#### Source material
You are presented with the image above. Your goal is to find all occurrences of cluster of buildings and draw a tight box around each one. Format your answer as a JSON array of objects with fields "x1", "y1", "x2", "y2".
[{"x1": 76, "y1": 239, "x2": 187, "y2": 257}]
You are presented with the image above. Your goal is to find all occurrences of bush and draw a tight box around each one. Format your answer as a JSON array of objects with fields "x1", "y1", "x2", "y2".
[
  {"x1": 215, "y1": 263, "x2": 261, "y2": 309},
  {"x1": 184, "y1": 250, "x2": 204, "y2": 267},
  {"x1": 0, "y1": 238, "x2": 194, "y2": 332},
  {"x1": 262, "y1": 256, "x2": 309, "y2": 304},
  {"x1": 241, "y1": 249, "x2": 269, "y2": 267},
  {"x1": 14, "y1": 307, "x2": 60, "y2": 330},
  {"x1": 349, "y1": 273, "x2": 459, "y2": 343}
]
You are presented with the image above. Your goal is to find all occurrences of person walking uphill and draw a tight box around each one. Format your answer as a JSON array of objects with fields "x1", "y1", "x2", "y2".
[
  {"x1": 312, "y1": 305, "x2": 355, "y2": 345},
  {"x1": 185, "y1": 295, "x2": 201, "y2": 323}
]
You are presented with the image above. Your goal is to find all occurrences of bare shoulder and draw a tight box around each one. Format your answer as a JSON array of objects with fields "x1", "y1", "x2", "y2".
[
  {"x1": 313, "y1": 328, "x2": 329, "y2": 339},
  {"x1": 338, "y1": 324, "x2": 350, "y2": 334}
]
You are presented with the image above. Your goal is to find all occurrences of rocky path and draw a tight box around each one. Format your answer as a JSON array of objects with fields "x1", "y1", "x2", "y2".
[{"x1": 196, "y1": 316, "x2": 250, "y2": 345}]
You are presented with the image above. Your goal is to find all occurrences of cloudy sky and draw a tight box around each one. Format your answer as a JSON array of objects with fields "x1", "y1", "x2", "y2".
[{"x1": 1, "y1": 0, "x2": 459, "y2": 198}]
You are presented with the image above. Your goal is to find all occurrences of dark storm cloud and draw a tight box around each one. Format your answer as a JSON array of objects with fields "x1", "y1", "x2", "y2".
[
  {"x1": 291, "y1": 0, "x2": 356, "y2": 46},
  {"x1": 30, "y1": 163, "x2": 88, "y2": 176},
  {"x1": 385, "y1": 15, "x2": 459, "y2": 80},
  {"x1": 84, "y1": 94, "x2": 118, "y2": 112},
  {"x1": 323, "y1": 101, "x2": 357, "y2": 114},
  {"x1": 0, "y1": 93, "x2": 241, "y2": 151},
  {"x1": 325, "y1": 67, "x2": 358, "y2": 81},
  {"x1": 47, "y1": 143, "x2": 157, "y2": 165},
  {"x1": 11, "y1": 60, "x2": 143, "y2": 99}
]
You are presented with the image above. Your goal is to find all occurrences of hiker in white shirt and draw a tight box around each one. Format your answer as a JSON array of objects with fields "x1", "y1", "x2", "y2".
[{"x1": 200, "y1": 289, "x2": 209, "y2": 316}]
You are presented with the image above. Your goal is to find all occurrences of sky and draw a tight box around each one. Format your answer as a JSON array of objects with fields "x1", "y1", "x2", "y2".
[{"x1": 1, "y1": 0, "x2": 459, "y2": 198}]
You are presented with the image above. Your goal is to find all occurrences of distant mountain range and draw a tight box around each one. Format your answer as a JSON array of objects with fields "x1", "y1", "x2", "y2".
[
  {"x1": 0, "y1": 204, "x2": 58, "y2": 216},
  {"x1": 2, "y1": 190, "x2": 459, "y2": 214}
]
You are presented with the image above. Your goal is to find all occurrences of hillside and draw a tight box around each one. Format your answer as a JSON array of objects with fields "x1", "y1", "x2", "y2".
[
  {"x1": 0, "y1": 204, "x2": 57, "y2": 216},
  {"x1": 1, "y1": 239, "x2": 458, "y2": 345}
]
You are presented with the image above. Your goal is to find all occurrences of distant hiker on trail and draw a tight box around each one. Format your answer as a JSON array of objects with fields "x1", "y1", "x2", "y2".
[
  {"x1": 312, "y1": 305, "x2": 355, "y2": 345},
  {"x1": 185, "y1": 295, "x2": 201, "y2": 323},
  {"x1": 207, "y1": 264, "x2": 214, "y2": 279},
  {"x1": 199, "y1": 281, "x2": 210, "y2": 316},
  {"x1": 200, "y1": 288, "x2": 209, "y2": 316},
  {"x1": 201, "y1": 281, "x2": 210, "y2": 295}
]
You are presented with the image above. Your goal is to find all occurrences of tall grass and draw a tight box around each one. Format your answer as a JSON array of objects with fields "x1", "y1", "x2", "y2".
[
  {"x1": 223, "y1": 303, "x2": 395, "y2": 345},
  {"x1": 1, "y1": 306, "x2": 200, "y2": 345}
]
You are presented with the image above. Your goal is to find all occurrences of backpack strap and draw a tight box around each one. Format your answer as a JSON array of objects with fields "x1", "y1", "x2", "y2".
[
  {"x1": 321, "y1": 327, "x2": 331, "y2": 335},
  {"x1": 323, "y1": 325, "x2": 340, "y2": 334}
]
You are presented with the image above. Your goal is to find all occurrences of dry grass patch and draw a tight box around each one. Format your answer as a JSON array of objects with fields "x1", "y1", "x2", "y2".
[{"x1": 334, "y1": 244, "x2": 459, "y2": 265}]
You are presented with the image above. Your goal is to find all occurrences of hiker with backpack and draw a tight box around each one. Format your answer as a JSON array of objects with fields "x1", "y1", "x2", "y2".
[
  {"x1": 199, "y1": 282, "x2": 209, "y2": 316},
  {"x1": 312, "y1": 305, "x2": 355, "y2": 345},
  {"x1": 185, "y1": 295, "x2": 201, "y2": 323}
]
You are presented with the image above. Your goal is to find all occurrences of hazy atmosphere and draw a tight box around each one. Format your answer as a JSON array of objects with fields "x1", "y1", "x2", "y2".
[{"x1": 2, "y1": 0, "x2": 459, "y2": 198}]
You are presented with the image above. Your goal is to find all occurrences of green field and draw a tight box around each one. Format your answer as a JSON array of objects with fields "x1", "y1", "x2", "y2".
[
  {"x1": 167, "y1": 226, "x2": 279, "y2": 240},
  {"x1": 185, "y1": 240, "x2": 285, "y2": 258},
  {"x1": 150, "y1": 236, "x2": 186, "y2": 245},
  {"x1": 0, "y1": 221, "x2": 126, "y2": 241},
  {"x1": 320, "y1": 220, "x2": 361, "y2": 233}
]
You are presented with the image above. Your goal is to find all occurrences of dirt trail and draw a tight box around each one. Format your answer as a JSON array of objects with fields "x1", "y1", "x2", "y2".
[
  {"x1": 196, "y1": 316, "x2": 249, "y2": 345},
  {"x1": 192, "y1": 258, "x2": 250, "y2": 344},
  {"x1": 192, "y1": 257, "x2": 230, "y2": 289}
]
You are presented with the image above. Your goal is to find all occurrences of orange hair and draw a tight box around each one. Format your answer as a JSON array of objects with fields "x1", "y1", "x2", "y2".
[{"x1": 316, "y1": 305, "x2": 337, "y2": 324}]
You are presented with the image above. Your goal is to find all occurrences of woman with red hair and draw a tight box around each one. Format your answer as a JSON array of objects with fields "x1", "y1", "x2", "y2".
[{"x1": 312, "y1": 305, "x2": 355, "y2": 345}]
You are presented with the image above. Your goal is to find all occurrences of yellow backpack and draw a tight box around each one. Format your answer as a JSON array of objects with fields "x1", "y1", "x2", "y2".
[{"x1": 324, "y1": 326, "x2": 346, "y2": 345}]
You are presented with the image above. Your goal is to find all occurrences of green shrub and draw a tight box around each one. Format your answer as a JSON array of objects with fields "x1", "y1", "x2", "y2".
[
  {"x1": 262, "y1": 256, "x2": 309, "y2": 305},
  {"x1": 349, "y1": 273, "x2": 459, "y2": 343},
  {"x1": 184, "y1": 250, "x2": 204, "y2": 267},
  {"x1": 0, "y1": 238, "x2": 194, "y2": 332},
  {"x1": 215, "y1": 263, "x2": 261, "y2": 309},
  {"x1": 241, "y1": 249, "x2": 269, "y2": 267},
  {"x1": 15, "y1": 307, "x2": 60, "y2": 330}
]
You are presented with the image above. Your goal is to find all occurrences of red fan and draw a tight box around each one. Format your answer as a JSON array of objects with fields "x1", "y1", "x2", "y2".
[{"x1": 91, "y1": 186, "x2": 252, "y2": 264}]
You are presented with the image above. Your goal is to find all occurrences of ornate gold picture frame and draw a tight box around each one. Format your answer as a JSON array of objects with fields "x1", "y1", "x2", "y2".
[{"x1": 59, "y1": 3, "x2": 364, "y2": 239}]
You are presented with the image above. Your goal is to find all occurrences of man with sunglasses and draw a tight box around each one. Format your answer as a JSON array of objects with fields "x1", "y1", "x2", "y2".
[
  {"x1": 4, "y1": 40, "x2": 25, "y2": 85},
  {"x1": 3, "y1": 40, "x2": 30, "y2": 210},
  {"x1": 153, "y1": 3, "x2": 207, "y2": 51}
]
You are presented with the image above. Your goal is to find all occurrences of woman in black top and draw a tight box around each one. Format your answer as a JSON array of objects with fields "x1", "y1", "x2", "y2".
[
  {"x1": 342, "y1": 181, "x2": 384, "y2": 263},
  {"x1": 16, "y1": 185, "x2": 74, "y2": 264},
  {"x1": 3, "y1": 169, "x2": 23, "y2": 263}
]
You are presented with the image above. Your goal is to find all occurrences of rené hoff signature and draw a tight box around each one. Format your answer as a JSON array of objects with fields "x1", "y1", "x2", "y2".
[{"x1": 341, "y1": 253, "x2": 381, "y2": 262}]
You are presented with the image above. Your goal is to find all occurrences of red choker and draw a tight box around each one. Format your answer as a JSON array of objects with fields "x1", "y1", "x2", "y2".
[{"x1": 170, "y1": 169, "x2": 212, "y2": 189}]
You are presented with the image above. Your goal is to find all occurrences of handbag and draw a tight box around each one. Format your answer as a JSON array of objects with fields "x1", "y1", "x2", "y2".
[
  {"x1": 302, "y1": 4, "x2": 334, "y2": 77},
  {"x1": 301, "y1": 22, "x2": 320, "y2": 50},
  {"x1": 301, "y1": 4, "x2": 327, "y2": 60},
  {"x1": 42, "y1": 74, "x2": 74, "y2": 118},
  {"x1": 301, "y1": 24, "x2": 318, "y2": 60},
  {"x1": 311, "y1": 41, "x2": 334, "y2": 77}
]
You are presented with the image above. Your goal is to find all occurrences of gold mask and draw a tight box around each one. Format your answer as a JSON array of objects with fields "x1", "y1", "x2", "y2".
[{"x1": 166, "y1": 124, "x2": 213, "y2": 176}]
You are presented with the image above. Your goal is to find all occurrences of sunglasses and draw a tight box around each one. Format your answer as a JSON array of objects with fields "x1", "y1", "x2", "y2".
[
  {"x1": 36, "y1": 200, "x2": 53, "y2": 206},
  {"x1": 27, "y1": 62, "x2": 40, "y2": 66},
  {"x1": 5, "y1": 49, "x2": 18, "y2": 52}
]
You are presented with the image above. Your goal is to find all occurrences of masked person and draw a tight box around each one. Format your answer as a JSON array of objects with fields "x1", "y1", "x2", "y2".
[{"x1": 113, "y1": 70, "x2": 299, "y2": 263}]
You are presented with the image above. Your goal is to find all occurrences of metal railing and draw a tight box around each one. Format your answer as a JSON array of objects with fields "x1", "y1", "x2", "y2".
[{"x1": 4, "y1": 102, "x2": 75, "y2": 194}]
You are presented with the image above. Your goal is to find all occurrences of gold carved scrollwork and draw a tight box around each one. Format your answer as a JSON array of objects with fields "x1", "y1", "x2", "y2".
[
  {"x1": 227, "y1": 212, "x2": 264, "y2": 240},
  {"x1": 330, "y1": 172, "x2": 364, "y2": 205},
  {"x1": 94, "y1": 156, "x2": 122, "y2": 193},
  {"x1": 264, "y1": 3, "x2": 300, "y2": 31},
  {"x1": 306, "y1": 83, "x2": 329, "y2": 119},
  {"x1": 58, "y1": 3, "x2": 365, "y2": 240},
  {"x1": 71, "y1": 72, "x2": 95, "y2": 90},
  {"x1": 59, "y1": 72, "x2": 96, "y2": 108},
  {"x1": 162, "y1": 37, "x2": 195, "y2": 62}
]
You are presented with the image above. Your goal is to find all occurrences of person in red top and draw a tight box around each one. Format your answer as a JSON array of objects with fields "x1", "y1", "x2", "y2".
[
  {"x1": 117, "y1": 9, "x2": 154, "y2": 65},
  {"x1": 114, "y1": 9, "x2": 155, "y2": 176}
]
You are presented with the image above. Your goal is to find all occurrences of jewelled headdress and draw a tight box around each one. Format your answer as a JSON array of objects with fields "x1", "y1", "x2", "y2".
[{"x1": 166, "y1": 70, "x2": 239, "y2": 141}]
########
[Your instructions] Everything from the line with "occurrences of masked" down to the last line of the data above should be returned exactly, with both ends kept and nothing added.

[Exercise solution]
You are presented with the image above. Your goal is to find all occurrences of masked person and draw a tight box around each one. Format your answer as a JSON array of objects with fields "x1", "y1", "x2", "y2".
[{"x1": 113, "y1": 70, "x2": 299, "y2": 263}]
You are presented with the image above. Your goal is to find all occurrences of metal railing and draw a tight box around each one. Format your answer as a JSON array of objects with fields "x1", "y1", "x2", "y2".
[{"x1": 4, "y1": 102, "x2": 75, "y2": 194}]
You are presented with the image above. Your goal is to find all occurrences of gold carved scrollwork and draw a tight box around each one. Format your answer as a JSON array of objects with fields "x1", "y1", "x2", "y2".
[
  {"x1": 227, "y1": 212, "x2": 264, "y2": 240},
  {"x1": 330, "y1": 172, "x2": 364, "y2": 205},
  {"x1": 94, "y1": 156, "x2": 122, "y2": 193},
  {"x1": 264, "y1": 3, "x2": 300, "y2": 31},
  {"x1": 306, "y1": 83, "x2": 329, "y2": 119},
  {"x1": 58, "y1": 3, "x2": 365, "y2": 240},
  {"x1": 71, "y1": 72, "x2": 95, "y2": 90},
  {"x1": 59, "y1": 72, "x2": 96, "y2": 108},
  {"x1": 162, "y1": 37, "x2": 195, "y2": 62}
]
You are presented with the image above. Your goal is to find all occurrences of person in red top and draw a tight box around each one. Format your answer as a JSON array of objects with fields "x1", "y1", "x2", "y2".
[
  {"x1": 117, "y1": 9, "x2": 154, "y2": 65},
  {"x1": 114, "y1": 9, "x2": 155, "y2": 176}
]
You are presented with the image above. Your goal is to find all occurrences of jewelled headdress and draw a tight box around each one. Format your answer as a JSON array of objects with fields "x1", "y1", "x2", "y2".
[{"x1": 166, "y1": 70, "x2": 239, "y2": 141}]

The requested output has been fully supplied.